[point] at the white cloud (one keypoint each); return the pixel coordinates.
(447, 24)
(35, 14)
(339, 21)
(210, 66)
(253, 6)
+ + + +
__Task__
Output the material above exactly. Omit nothing.

__Answer area__
[point] at the white cloud (one keypoint each); return the pixel coordinates.
(447, 24)
(35, 14)
(339, 21)
(210, 66)
(253, 6)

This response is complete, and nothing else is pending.